**STATED GOAL A:** Using the IMDB scraping code below, decide whether each statement agrees with it. For each one, answer yes or no and quote the deciding words of the code exactly. (i) The page is parsed with 'html.parser'. (ii) The main content is located through a div whose class is "lister-list". (iii) The counter is set to 1 before the loop begins.

**SOURCE DOCUMENT:**
# Web-Scraping part of IMDB project

In [1]:
import requests
from bs4 import BeautifulSoup
import pandas as pd

imdbTop50 = "https://www.imdb.com/list/ls053501318/"
page = requests.get(imdbTop50)
# get whole html of page
soup = BeautifulSoup(page.text,'html.parser')

# get main content of page
content = soup.find("div", class_="lister-list")

actorDf = pd.DataFrame()
counter = 0
ranks = []
actorNames = []
linksToActorSite = []

for row in content.find_all(class_="lister-item mode-detail"):
    counter += 1
    ranks.append(counter)
    for col in row.find_all(class_="lister-item-content"):
        # Extract the URLs of each actor page
        linksToActorSite.append(col.find("h3").find("a", href=True)["href"])

Rows from a box labeling dataset:
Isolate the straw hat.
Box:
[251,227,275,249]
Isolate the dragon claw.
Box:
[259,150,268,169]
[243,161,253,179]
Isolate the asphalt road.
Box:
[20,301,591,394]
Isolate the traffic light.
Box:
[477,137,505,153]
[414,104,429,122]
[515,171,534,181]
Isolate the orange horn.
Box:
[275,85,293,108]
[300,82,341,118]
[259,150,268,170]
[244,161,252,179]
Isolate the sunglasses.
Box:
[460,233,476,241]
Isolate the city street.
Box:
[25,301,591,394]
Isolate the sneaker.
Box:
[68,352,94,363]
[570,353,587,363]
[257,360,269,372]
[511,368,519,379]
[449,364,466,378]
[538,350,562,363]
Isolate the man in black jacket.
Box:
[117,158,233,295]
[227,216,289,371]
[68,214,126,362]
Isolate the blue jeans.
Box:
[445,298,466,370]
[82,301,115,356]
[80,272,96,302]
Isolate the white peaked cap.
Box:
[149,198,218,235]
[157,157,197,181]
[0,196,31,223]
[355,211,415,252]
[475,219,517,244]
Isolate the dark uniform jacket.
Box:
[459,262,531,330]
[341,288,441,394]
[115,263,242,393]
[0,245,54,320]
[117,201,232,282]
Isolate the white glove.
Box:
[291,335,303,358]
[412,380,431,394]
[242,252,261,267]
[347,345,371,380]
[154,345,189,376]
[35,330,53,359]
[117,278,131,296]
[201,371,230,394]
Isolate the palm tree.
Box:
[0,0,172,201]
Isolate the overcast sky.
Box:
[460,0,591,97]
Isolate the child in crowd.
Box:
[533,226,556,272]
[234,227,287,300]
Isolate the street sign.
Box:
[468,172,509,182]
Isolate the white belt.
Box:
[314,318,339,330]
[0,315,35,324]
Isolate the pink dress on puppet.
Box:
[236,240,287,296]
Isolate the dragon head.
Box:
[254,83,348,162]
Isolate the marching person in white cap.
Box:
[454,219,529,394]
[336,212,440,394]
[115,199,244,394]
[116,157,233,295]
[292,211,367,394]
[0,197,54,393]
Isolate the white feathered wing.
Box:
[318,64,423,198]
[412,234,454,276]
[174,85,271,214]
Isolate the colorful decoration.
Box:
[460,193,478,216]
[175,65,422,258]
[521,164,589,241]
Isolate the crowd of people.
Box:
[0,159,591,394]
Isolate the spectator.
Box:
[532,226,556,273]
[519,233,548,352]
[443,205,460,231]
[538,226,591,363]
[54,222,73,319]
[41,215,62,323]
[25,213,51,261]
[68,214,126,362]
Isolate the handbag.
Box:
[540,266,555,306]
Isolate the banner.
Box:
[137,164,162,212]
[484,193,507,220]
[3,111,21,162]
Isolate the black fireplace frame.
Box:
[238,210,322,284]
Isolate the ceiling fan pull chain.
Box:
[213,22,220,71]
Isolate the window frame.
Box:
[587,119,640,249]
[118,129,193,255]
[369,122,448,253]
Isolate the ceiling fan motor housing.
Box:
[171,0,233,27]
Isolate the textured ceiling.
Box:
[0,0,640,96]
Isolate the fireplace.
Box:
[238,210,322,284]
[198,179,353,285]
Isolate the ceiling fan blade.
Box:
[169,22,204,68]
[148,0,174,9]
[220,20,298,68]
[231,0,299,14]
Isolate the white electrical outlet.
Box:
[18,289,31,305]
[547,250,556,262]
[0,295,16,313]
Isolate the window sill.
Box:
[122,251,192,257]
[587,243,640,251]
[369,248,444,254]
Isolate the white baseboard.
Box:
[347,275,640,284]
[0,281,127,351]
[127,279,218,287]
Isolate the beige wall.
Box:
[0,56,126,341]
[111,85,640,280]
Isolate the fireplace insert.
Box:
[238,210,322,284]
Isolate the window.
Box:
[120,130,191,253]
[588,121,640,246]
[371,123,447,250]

**STATED GOAL B:** Reproduce the lines of the records starting at the line that contains "Isolate the city street." and ending at the line that contains "[475,219,517,244]". Include both of those lines.

**EXERCISE RESPONSE A:**
(i) Yes: "soup = BeautifulSoup(page.text,'html.parser')"
(ii) Yes: "content = soup.find("div", class_="lister-list")"
(iii) No: "counter = 0"

**EXERCISE RESPONSE B:**
Isolate the city street.
Box:
[25,301,591,394]
Isolate the sneaker.
Box:
[68,352,94,363]
[570,353,587,363]
[257,360,269,372]
[511,368,519,379]
[449,364,466,378]
[538,350,562,363]
Isolate the man in black jacket.
Box:
[117,158,233,295]
[227,216,289,371]
[68,214,126,362]
Isolate the blue jeans.
Box:
[445,298,466,370]
[82,301,115,356]
[80,272,96,302]
Isolate the white peaked cap.
Box:
[149,198,218,235]
[157,157,197,181]
[0,196,31,223]
[355,211,415,252]
[475,219,517,244]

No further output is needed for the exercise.